## EXERCISE REQUIREMENTS
(A) In the conversation transcript, what answer came back to the tweet asking what to put with whiskey so it wouldn't taste like whiskey?
(B) Reproduce the stretch of the conversation transcript that starts with the words "So if you're" and ends with the words "into the drink.".

## SOURCE PASSAGE
But you would like the bullet.
Then we the bullet.
If I try not to, yeah, I have been w I think the point of the bullet really is that, like, last night I had, I think, two bullets, two bullet bourbons with orange juice, which is a, I think probably bourbon purists, because I kind of, I don't think I invented it.
I think I one night, there was nothing to drink and I was like, I'd been drinking sort of wine and gin and tonics, and I thought, well, there's this whiskey, but I really don't like whiskey.
So I think I sent out a tweet that said, what can you put with whiskey that makes it not taste like whiskey?
And
orange juice was the answer.
But it turns out, especially with a bourbon where you haven't got a very delicate, that sort of delicate woody flavor that you get with
whiskey,
it's a simpler flavor.
And with the orange juice, I think, doesn't really adulterate it.
To me, it tastes like a nice, it's just a nice drink.
Yeah, because bourbon's quite sweet anyway, right?
So if you're quite sad, it's just like a big old sweet cocktail.
It's nice.
Yeah.
I love bourbon.
Or squeeze some, you know, bourbon, as you rightly say, so sweet that you can just squeeze like a couple of
a lime or a lemon into a, with some ice, into a glass of bourbon, and
it's delicious.
Like the sweetness obviously counteracts the sourness of the lemon or lime.
It's a very nice drink.
Come for the crunchiness on there?
Yeah, of course.
Yeah, sprinkle those into the drink.
All time's sake, drink it quickly before they get soggy.
Yeah, why not?
I mean, what doesn't?
I used to think that there was nothing that didn't go well with um toasted almonds, right?
Do you know what I mean?
No, like yogurt and honey, and toasted almonds,
like a nice green leaf salad with like tomato, obviously, lettuce, and some avocado, and some toasted almonds.
Uh, a nice chicken cormor, toasted almonds, yeah, big time.
Um, Obviously, like a bowl of Muesli or a nice bowl of Cheerios toasted almonds, a gaz pacho with a goldfish toasted almonds,
a margarita pizza, toasted almonds.

## LISTED RECORDS

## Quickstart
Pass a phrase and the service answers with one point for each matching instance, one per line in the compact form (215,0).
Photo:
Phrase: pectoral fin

--

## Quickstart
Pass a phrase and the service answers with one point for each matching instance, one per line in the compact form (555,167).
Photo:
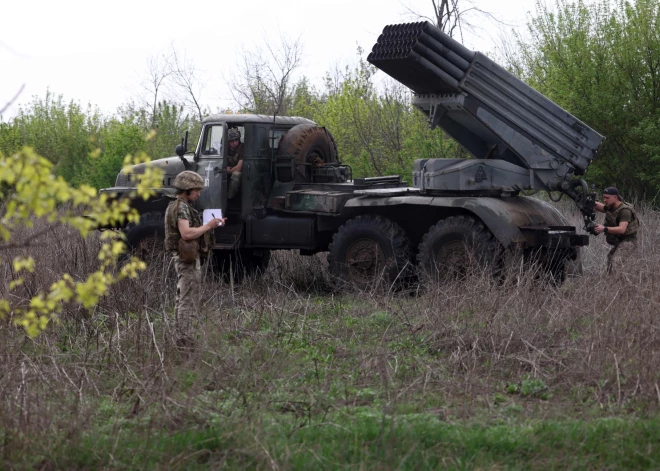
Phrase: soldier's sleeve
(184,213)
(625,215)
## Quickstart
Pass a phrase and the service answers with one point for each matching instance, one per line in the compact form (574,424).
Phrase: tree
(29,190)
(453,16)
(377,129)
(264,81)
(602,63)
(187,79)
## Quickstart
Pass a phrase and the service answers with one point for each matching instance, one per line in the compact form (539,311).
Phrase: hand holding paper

--

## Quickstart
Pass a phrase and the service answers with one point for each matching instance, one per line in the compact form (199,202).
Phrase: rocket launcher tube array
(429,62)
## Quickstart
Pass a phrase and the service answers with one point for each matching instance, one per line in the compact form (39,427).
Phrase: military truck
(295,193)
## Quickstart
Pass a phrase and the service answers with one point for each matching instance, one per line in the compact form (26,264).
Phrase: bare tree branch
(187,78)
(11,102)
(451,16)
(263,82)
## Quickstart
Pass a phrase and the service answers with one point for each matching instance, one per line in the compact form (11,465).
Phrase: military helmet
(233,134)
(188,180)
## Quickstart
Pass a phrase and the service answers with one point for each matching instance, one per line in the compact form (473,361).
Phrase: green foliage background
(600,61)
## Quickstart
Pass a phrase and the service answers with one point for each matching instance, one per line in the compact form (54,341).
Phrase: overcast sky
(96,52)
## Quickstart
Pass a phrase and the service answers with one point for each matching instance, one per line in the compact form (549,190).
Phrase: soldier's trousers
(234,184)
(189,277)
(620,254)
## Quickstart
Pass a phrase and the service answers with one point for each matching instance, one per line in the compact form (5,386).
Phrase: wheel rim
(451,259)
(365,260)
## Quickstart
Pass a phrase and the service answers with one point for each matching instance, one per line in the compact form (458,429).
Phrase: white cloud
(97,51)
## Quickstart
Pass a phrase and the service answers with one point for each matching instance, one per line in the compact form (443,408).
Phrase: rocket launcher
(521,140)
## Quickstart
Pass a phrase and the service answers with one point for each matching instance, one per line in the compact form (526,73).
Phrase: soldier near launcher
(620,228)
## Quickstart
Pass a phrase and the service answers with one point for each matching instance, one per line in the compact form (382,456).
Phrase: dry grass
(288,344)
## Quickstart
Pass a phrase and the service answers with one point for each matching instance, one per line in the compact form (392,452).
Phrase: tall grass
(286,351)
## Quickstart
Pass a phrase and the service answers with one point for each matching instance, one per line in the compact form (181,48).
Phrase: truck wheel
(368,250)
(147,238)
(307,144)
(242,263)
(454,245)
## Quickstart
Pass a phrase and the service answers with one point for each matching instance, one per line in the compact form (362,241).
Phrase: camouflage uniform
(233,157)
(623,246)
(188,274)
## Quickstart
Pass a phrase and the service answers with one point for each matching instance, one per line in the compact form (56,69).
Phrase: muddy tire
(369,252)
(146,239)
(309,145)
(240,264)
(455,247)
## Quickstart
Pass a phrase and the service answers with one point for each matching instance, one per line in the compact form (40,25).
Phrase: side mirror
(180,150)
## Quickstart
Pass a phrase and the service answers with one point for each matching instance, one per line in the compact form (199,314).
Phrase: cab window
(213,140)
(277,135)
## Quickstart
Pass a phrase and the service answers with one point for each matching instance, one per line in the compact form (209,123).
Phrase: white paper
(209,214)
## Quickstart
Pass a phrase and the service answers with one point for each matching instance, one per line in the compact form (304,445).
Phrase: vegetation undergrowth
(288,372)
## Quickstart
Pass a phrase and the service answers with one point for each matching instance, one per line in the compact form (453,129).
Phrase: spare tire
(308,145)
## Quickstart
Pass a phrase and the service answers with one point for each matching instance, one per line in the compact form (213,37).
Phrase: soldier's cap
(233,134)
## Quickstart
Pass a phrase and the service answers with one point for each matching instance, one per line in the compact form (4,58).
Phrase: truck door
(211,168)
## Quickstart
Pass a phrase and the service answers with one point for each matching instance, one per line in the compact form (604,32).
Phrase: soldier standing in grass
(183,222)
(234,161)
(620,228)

## REPLIES
(A) Orange juice.

(B)
So if you're quite sad, it's just like a big old sweet cocktail.
It's nice.
Yeah.
I love bourbon.
Or squeeze some, you know, bourbon, as you rightly say, so sweet that you can just squeeze like a couple of
a lime or a lemon into a, with some ice, into a glass of bourbon, and
it's delicious.
Like the sweetness obviously counteracts the sourness of the lemon or lime.
It's a very nice drink.
Come for the crunchiness on there?
Yeah, of course.
Yeah, sprinkle those into the drink.